▸ What you should do: Reproduce word for word the stretch of the records from the line containing "Call segment to" through the end of the records, leaving out the picture.

▸ Dataset extract:
- - -

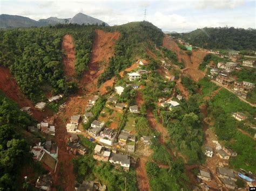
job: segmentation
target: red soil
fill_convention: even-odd
[[[114,41],[119,36],[120,34],[118,32],[105,32],[102,30],[96,30],[96,37],[92,46],[92,53],[91,62],[89,65],[89,70],[84,74],[80,81],[79,92],[77,94],[69,97],[64,111],[56,116],[56,138],[59,148],[59,165],[54,179],[55,184],[62,184],[65,190],[74,189],[75,180],[75,175],[73,173],[73,166],[71,164],[71,160],[74,156],[69,154],[66,150],[66,140],[68,135],[65,128],[65,125],[72,115],[83,114],[87,102],[93,96],[92,94],[98,91],[97,80],[104,69],[104,67],[100,68],[99,64],[102,61],[107,63],[109,58],[113,55],[113,46]],[[72,38],[70,39],[72,40]],[[71,52],[69,52],[68,54],[73,54],[75,56],[75,52],[72,52],[72,49],[69,49],[69,50]],[[71,55],[71,58],[72,56]],[[107,83],[105,84],[109,86]],[[99,91],[102,94],[104,94],[106,90],[100,89]],[[62,178],[64,180],[63,181],[59,181],[59,172],[60,163],[63,164]]]
[[[95,32],[89,69],[80,81],[81,86],[86,85],[89,92],[96,90],[98,78],[103,73],[109,59],[113,56],[113,45],[120,35],[118,32],[105,32],[98,29]]]
[[[15,79],[10,73],[8,68],[0,66],[0,89],[6,97],[17,103],[21,108],[30,107],[33,116],[38,121],[52,115],[51,111],[41,112],[36,109],[32,102],[21,93]]]
[[[140,191],[150,190],[149,180],[146,172],[147,160],[147,158],[142,157],[139,159],[136,164],[136,179],[137,180],[138,189]]]
[[[65,75],[71,77],[75,74],[75,47],[70,34],[65,34],[62,38],[62,49],[65,52],[63,63]]]
[[[173,40],[170,39],[167,36],[164,38],[163,46],[175,52],[179,62],[183,61],[185,68],[181,70],[182,73],[190,76],[193,80],[197,81],[204,76],[205,73],[199,70],[198,66],[207,54],[206,51],[203,49],[193,50],[192,54],[190,56],[185,51],[179,48],[177,44]]]

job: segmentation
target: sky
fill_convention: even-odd
[[[178,32],[204,27],[255,29],[255,7],[256,0],[0,0],[0,14],[38,20],[72,18],[82,12],[111,26],[146,20],[163,31]]]

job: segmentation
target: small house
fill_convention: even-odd
[[[54,125],[54,117],[47,117],[43,120],[44,123],[48,123],[49,125]]]
[[[116,108],[123,110],[126,107],[126,105],[123,103],[117,103],[115,106]]]
[[[75,142],[68,143],[66,150],[75,155],[77,154],[85,155],[88,152],[88,149],[86,147]]]
[[[95,160],[106,162],[109,160],[111,152],[105,151],[103,146],[96,145],[94,149],[93,159]]]
[[[113,136],[114,136],[114,130],[113,129],[110,129],[109,128],[105,128],[103,131],[100,132],[100,136],[104,138],[106,138],[109,139],[111,139],[111,138],[113,138]]]
[[[121,131],[118,136],[118,143],[122,145],[125,145],[129,138],[130,134],[125,131]]]
[[[89,103],[94,105],[95,103],[96,103],[96,102],[99,99],[99,96],[94,96],[93,98],[91,100],[89,101]]]
[[[60,96],[57,95],[49,98],[48,101],[49,101],[49,102],[53,102],[59,100],[60,98],[61,97]]]
[[[52,183],[51,175],[44,174],[39,176],[36,182],[36,188],[41,190],[50,191]]]
[[[132,87],[132,88],[136,89],[138,89],[139,88],[139,86],[138,85],[136,85],[135,84],[128,84],[128,83],[126,83],[125,84],[125,87],[129,87],[129,86],[131,86],[131,87]]]
[[[242,65],[243,66],[250,67],[256,67],[255,60],[244,60]]]
[[[212,148],[210,146],[206,146],[205,154],[208,157],[212,157],[213,154]]]
[[[206,181],[210,181],[211,180],[211,174],[208,172],[205,171],[200,171],[199,174],[197,175],[199,179]]]
[[[117,87],[114,87],[114,91],[119,95],[121,95],[121,94],[124,91],[124,88],[122,87],[122,86],[117,86]]]
[[[25,112],[29,115],[31,115],[31,108],[30,107],[24,107],[22,109],[21,109],[21,111]]]
[[[237,120],[243,121],[247,119],[247,116],[245,114],[241,112],[236,112],[232,114],[232,116]]]
[[[93,117],[93,115],[91,112],[86,112],[84,115],[84,123],[87,123],[89,121],[90,118]]]
[[[237,181],[234,172],[231,169],[218,167],[216,168],[217,176],[220,178],[230,179]]]
[[[109,97],[109,98],[107,99],[107,101],[109,102],[112,103],[114,104],[117,104],[118,100],[118,99],[117,98],[116,96],[113,96]]]
[[[77,125],[75,123],[68,123],[66,128],[68,133],[76,133]]]
[[[46,105],[46,103],[45,102],[40,102],[40,103],[37,103],[35,107],[36,109],[39,109],[40,111],[43,111],[44,108],[45,108],[45,106]]]
[[[149,66],[150,64],[149,62],[146,60],[139,60],[138,62],[141,66]]]
[[[230,157],[237,157],[237,153],[233,151],[231,148],[227,146],[224,146],[223,148],[223,150]]]
[[[222,159],[229,159],[230,155],[223,150],[217,151],[217,155]]]
[[[70,136],[69,137],[69,141],[71,143],[77,143],[78,140],[78,136],[77,135],[75,134],[75,133],[69,133],[69,135]]]
[[[74,115],[72,116],[71,119],[70,120],[70,123],[78,124],[80,120],[80,115]]]
[[[231,179],[227,179],[226,178],[220,179],[224,185],[229,189],[234,190],[236,187],[235,182],[234,180]]]
[[[140,74],[137,72],[133,72],[132,73],[128,73],[127,74],[129,78],[129,80],[131,81],[136,80],[140,80],[142,78],[142,76]]]
[[[142,136],[140,137],[140,140],[143,142],[145,145],[151,145],[151,144],[152,137],[150,136]]]
[[[138,105],[134,105],[130,106],[129,108],[130,111],[132,113],[139,113],[139,108],[138,108]]]
[[[104,122],[95,120],[91,124],[91,128],[88,129],[88,133],[91,136],[96,137],[99,135],[100,132],[104,128]]]
[[[138,72],[140,74],[149,74],[150,72],[149,71],[145,70],[145,69],[138,69],[137,72]]]
[[[127,154],[111,153],[109,161],[110,163],[120,165],[126,171],[129,170],[130,160],[129,156]]]
[[[182,100],[182,98],[183,98],[183,97],[181,95],[177,95],[176,96],[176,98],[179,100],[179,101],[181,101]]]
[[[49,125],[48,123],[41,122],[40,126],[42,132],[45,133],[48,133],[49,132]]]

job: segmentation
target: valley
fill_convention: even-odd
[[[3,51],[15,56],[3,58],[6,63],[0,66],[1,135],[9,139],[5,125],[22,128],[27,137],[22,140],[28,139],[24,151],[30,154],[20,167],[29,178],[19,186],[38,188],[31,178],[36,174],[38,180],[48,176],[52,190],[90,184],[102,190],[227,190],[233,185],[220,174],[225,168],[234,174],[235,189],[248,187],[238,173],[256,173],[256,113],[255,104],[235,91],[244,83],[237,80],[244,77],[239,73],[250,69],[244,59],[236,61],[239,69],[226,73],[232,83],[220,85],[219,76],[230,68],[218,65],[230,58],[164,34],[147,22],[46,26],[49,44],[41,30],[17,33],[21,37],[12,44],[12,52],[6,46]],[[6,31],[3,45],[16,32]],[[32,32],[43,43],[36,46],[32,39],[25,46],[19,39]],[[36,78],[24,77],[26,71]],[[253,80],[246,82],[253,85],[243,92],[252,93]],[[21,111],[25,107],[29,111]],[[31,169],[23,169],[26,165]]]

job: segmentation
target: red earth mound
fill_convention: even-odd
[[[75,47],[70,34],[65,34],[62,38],[62,49],[65,54],[63,56],[63,63],[65,75],[71,77],[75,74]]]

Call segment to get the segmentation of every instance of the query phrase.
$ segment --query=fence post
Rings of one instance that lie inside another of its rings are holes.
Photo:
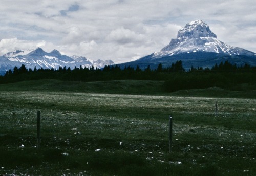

- - -

▸ In response:
Call segment to get the segmentation of every instance of the query phrase.
$ segment --query=fence post
Rings of one instance that lie inside another of its rings are holes.
Photo:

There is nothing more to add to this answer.